>> BEGIN

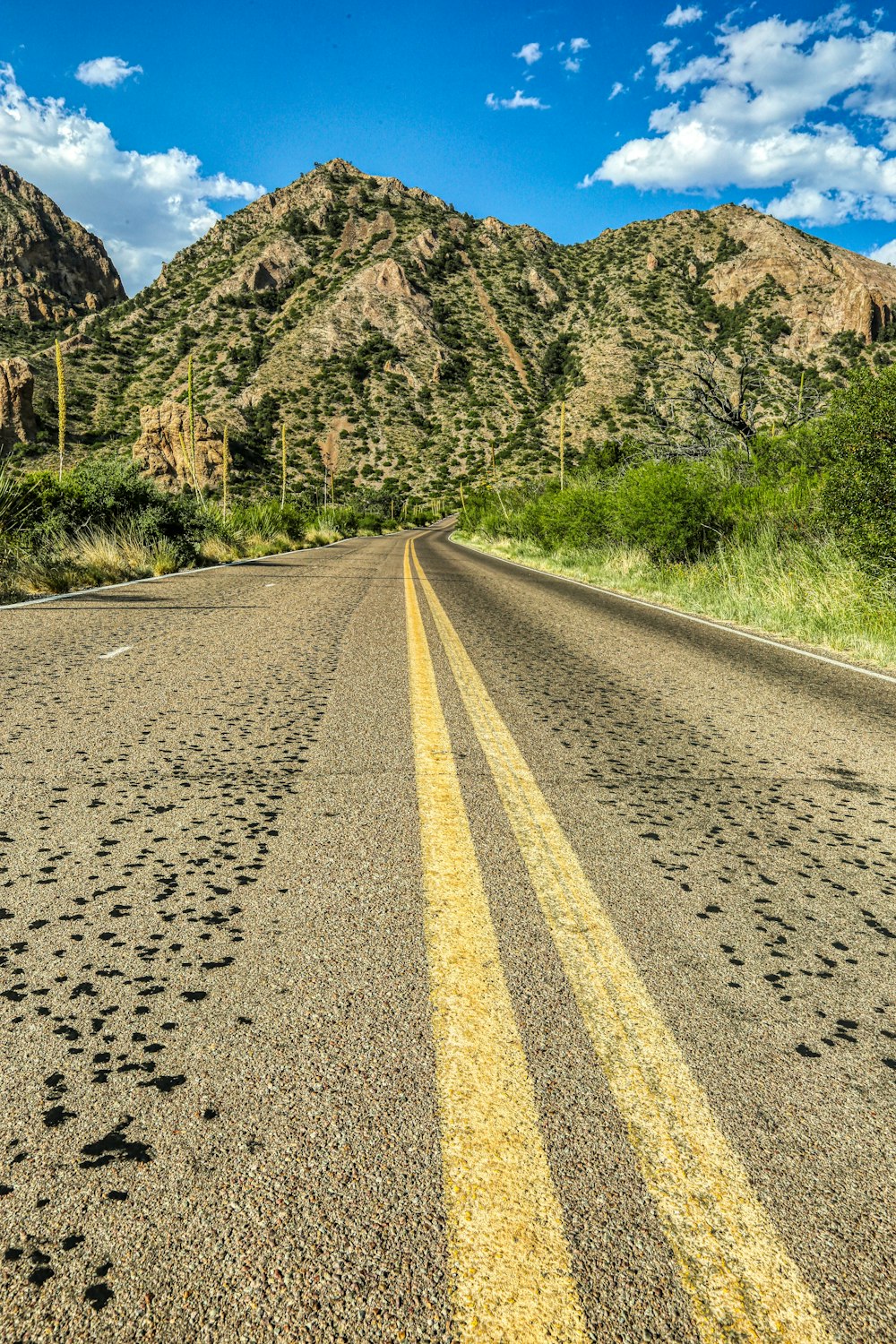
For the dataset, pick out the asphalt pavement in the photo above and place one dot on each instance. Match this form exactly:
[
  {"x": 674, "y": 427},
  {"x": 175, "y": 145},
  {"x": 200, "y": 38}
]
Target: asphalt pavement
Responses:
[{"x": 402, "y": 945}]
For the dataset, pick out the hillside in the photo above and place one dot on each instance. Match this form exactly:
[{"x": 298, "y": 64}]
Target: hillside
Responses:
[
  {"x": 402, "y": 341},
  {"x": 51, "y": 269}
]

>> END

WHAT IS BEING ASKED: Rewrite all the rows above with "dot" swapped for "marker" everywhere it occurs and nothing else altered. Leave the pictures out.

COMPLETE RESPONSE:
For the dataset, pick out the asphalt pavement in the photo above and place one marker on each instance. Match this form exactly:
[
  {"x": 674, "y": 427},
  {"x": 175, "y": 145},
  {"x": 200, "y": 38}
]
Target: asphalt pavement
Responses:
[{"x": 402, "y": 945}]
For the dataset, pick out the hillside in the photo above and place one marker on each instance. Match this form exactly:
[{"x": 298, "y": 64}]
Target: hillside
Responses:
[
  {"x": 402, "y": 341},
  {"x": 51, "y": 269}
]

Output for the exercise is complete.